• Activités:
[a] Pour chacune des affirmations suivantes, dites si elle s'accorde avec le texte sur l'éthique médicale et le risque, en répondant par oui ou par non et en citant exactement les mots du texte qui tranchent. (i) L'éthique de la médecine vise à rechercher un bien supposé absolu. (ii) Les appariements des CECOS laissent les parents choisir selon leur conception personnelle du bien et du mal. (iii) Les médecins peuvent dire où commence une vie de souffrance insupportable.
[b] Poursuivez le texte sur l'éthique médicale et le risque à partir de l'endroit où il s'arrête.

Les risques existent toujours, mais c’est toujours un excès de considérer un risque comme une fatalité, ce qui conduit à la panique.
Quel est ici le risque ? Il est de passer de l’évitement du mal, défini par la médecine, à la recherche d’un supposé bien (eu-génisme signifie cela), défini par des idéologies. L'éthique de la médecine se définit contre le négatif, elle vise à diminuer les maux, non à rechercher un bien supposé absolu, ou une performance pour elle-même. La frontière est parfois ténue : boire du café, est-ce pallier une fatigue ou se doper ?
Il faut se concentrer sur les risques graves. Prenons un exemple. Les CECOS procèdent à des « appariements » entre les gamètes des donneurs et les caractéristiques des demandeurs. Mais c’est seulement pour éviter certains risques reconnus collectivement comme tels et favoriser le lien parental et social. Il ne s’agit pas de laisser le choix aux parents selon leur conception personnelle du bien et du mal, de la performance et de l'idéologie.
Jacques Testart a raison de dire que les gens qui veulent plus, sont dans la transgression. Mais ce n'est qu'un risque et il est ne s’agit pas d’interdire une technique sous prétexte d’un risque si elle comporte des bénéfices permettant d'éviter des risques, plus graves encore.
Comment définir le pire ?
C'est là qu'on a besoin des médecins. Ils ne nous disent pas ce qu'est la vie bonne dans l'absolu mais ils peuvent nous dire où commence une vie de souffrance insupportable, invivable. Face à l’obstination déraisonnable ou par exemple dans les cas d'IMG, le choix n'est pas la mort contre la vie, mais contre ce « pire que la mort » : on reste dans la lutte contre le négatif.

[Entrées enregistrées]
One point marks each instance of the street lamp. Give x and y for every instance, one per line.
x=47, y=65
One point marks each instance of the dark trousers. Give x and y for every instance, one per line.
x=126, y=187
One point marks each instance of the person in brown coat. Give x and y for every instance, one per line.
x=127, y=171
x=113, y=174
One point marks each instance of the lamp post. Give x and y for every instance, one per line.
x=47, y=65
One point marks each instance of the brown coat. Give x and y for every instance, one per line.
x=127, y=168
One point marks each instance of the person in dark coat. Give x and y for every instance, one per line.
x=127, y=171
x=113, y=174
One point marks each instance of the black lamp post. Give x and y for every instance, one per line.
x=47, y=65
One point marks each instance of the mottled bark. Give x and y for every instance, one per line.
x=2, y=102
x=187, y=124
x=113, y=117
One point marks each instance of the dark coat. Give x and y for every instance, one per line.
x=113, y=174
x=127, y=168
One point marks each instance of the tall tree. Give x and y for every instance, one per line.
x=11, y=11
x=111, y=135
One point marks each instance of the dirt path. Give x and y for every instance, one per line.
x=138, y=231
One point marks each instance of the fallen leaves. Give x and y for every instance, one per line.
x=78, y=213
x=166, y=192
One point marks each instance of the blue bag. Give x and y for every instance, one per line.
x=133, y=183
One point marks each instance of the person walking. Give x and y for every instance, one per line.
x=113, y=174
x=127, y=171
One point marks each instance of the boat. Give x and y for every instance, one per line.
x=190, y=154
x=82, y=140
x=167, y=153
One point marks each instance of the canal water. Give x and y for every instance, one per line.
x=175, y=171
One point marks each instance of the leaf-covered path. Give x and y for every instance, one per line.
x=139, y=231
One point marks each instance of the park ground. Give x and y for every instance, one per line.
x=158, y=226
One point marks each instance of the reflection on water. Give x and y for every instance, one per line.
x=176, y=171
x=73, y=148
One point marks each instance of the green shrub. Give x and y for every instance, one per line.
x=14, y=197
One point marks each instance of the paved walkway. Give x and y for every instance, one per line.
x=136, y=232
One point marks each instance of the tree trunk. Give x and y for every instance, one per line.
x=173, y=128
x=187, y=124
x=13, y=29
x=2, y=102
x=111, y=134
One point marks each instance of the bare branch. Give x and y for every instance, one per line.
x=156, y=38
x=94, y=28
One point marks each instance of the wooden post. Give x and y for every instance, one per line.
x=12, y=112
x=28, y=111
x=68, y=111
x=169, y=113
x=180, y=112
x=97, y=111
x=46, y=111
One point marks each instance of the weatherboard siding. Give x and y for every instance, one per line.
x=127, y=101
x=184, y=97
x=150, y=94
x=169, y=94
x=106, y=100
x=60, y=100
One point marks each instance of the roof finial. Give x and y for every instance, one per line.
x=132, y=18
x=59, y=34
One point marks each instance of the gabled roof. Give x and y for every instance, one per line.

--

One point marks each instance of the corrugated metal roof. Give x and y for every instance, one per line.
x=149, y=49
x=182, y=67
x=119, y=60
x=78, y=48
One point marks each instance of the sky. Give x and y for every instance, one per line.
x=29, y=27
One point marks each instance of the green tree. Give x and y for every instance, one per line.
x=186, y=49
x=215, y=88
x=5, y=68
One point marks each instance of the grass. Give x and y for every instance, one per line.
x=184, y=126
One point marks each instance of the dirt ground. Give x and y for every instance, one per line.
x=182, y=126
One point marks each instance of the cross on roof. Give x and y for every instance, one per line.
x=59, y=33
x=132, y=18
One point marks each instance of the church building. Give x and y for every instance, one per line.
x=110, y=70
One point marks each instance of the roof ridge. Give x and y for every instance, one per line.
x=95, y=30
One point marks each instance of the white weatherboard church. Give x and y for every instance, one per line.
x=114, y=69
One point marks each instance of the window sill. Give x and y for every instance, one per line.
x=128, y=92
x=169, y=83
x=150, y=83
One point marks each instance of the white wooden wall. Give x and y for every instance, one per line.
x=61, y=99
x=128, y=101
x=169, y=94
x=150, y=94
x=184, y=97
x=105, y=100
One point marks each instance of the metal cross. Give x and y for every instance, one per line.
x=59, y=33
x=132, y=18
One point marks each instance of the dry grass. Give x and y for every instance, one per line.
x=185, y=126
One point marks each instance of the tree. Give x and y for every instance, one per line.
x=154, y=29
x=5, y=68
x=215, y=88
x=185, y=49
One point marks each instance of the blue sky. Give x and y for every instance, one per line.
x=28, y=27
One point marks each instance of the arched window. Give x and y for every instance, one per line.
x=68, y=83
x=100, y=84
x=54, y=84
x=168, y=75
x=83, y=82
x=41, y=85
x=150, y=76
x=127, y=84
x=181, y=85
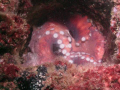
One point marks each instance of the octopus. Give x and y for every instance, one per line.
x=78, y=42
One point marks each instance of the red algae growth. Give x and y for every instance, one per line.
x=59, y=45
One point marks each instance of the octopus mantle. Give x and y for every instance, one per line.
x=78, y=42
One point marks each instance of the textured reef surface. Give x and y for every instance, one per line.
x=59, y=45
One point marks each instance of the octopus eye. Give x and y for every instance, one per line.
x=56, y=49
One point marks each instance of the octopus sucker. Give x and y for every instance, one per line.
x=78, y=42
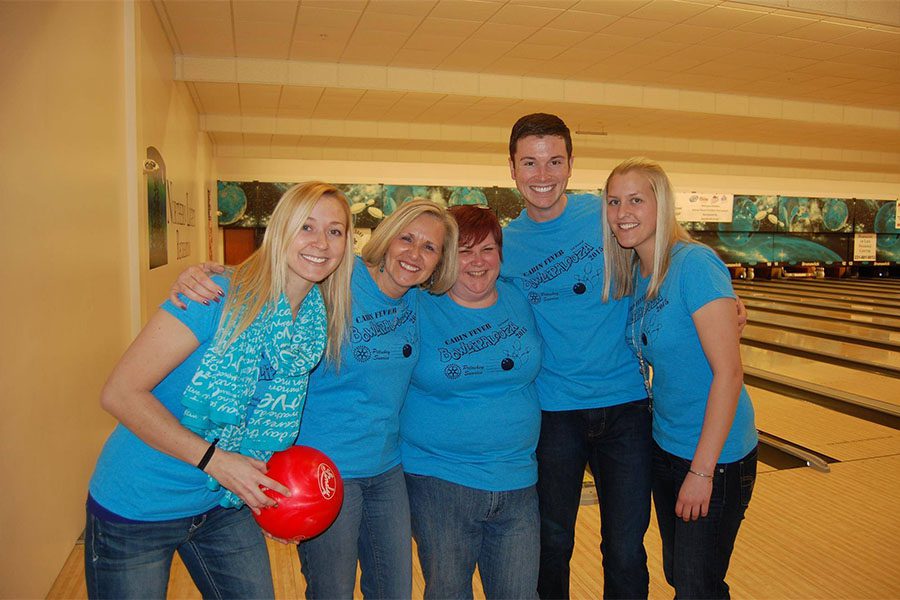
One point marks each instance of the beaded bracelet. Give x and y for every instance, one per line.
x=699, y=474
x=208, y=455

...

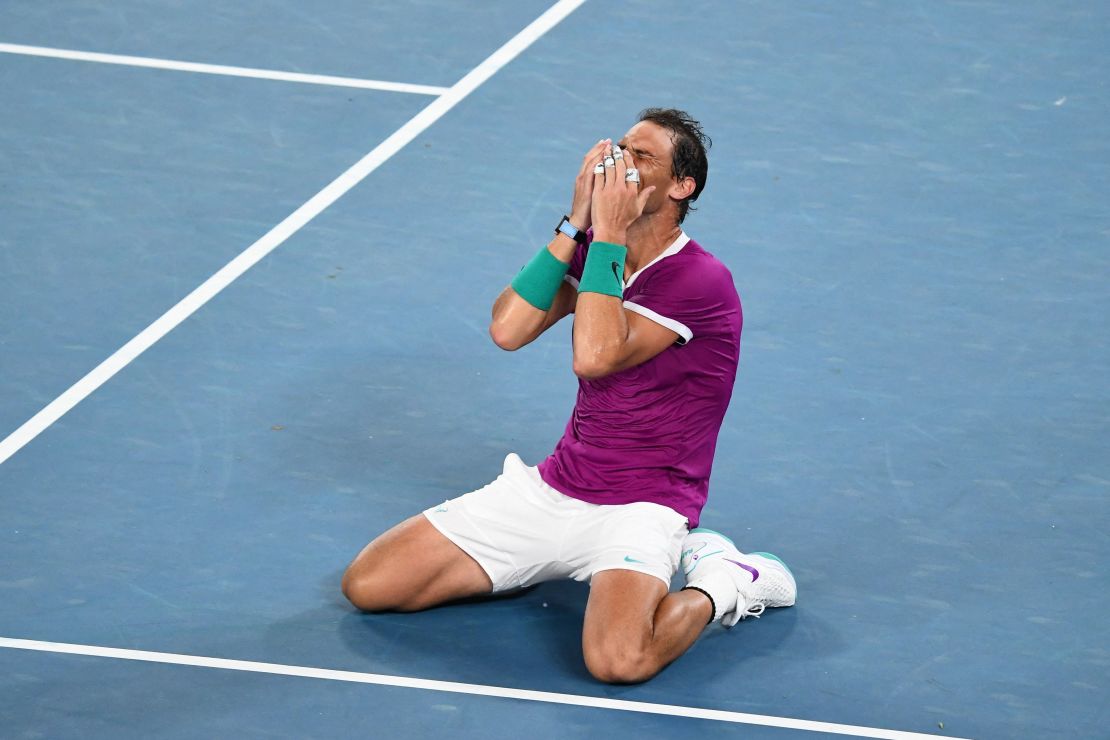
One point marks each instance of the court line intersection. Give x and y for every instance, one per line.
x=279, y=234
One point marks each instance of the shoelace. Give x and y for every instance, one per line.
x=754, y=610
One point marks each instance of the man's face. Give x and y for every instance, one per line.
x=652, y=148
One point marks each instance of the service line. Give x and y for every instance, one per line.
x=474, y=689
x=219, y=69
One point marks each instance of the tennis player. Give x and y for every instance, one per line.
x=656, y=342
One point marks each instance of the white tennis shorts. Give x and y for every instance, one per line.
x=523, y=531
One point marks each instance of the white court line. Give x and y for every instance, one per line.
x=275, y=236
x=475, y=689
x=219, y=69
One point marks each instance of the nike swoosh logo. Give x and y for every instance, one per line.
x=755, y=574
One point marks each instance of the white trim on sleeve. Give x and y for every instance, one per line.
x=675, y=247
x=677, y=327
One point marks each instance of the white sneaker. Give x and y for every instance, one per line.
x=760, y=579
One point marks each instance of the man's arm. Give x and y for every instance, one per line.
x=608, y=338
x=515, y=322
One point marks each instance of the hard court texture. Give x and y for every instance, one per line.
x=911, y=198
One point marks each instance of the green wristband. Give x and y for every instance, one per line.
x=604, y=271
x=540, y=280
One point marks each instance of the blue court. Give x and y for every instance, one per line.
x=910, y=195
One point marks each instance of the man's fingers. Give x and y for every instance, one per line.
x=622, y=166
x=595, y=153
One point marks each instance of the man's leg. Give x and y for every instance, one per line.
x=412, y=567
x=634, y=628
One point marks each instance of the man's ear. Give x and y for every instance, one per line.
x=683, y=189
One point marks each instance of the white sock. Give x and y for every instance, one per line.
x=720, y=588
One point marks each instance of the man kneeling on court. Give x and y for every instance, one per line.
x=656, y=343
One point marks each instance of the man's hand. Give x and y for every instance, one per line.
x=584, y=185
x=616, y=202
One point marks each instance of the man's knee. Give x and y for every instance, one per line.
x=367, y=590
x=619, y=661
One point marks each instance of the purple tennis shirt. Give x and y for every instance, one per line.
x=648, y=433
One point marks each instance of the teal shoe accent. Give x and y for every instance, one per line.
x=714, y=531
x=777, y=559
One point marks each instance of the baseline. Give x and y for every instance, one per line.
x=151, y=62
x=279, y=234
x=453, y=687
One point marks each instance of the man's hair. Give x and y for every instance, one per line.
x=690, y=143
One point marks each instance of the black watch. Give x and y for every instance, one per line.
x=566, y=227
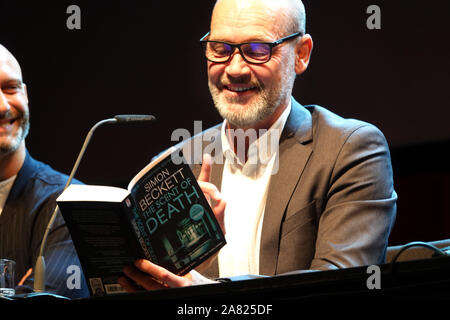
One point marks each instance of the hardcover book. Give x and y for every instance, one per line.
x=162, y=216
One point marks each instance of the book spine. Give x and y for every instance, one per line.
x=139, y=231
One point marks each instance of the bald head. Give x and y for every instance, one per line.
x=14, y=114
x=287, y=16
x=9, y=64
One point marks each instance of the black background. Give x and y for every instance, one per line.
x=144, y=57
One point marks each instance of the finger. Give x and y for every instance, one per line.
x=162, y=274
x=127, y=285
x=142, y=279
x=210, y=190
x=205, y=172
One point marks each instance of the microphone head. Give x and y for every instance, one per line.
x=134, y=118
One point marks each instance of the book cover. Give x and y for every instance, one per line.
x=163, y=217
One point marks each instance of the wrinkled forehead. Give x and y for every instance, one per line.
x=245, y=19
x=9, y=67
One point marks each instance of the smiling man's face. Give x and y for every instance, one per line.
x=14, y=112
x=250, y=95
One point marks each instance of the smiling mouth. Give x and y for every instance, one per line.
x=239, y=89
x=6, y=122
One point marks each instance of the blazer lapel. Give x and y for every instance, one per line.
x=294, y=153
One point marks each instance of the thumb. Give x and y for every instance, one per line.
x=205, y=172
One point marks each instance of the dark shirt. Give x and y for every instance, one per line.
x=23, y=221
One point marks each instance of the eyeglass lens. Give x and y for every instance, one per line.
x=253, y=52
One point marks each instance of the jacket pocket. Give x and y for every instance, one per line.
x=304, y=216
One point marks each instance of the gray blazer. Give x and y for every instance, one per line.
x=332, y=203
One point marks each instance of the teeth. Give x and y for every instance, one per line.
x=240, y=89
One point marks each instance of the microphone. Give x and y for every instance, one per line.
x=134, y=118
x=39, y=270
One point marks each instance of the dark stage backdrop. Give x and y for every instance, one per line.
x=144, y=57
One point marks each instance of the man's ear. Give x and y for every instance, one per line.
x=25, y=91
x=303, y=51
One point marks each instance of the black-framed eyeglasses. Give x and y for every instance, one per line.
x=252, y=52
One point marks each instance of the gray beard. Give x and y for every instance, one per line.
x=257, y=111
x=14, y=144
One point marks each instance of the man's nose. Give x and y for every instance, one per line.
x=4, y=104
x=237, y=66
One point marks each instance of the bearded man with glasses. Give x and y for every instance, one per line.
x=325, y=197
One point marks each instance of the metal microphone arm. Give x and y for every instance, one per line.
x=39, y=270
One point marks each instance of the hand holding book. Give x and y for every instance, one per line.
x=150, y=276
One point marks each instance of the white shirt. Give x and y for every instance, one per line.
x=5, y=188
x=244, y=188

• Réponses proposées:
[a]
(i) Non : « elle vise à diminuer les maux, non à rechercher un bien supposé absolu »
(ii) Non : « Il ne s’agit pas de laisser le choix aux parents selon leur conception personnelle du bien et du mal »
(iii) Oui : « ils peuvent nous dire où commence une vie de souffrance insupportable, invivable »

[b]
Faut-il repenser le rôle de la médecine et notamment la distinction entre indications médicales et sociétales dans la législation sur l'AMP ou les tests génétiques ?
Cette distinction a été un des piliers de la bioéthique mais elle est plus difficile à appliquer qu'on ne le croit. Le sociétal n'est pas automatiquement l'eugénisme ou l'arbitraire. Ce peut être aussi une question de justice, de demande profonde des individus face à une souffrance. La question fondamentale, qui seule peut conduire à une interdiction c'est : quand la réponse thérapeutique transgresse-t-elle une autre éthique, un principe ou une relation fondamentale de l'humanité ? Il faut examiner au cas par cas.
La distinction entre le médical et le sociétal pourrait revenir ensuite pour déterminer les priorités dans l'usage de la médecine, une fois le seuil symbolique de l'autorisation ou de l’interdiction franchi. On peut penser au remboursement : certaines choses autorisées ne sont pas remboursées sans qu'il y ait scandale. Il y a des solutions à explorer.
En quoi le don est-il un pilier de la bioéthique ?
L'un des principes de la bioéthique française est de considérer que les parties du corps ne sont pas des objets séparables du sujet, mais font partie de la personne. Or comment penser un transfert qui ne réifie pas la partie du corps ? Par le don. L'objet n'est pas considéré pour sa valeur sur un marché, mais par rapport à l'intention libre du sujet qui donne. Il n'est ni un objet d'échange, ni un prélèvement obligatoire.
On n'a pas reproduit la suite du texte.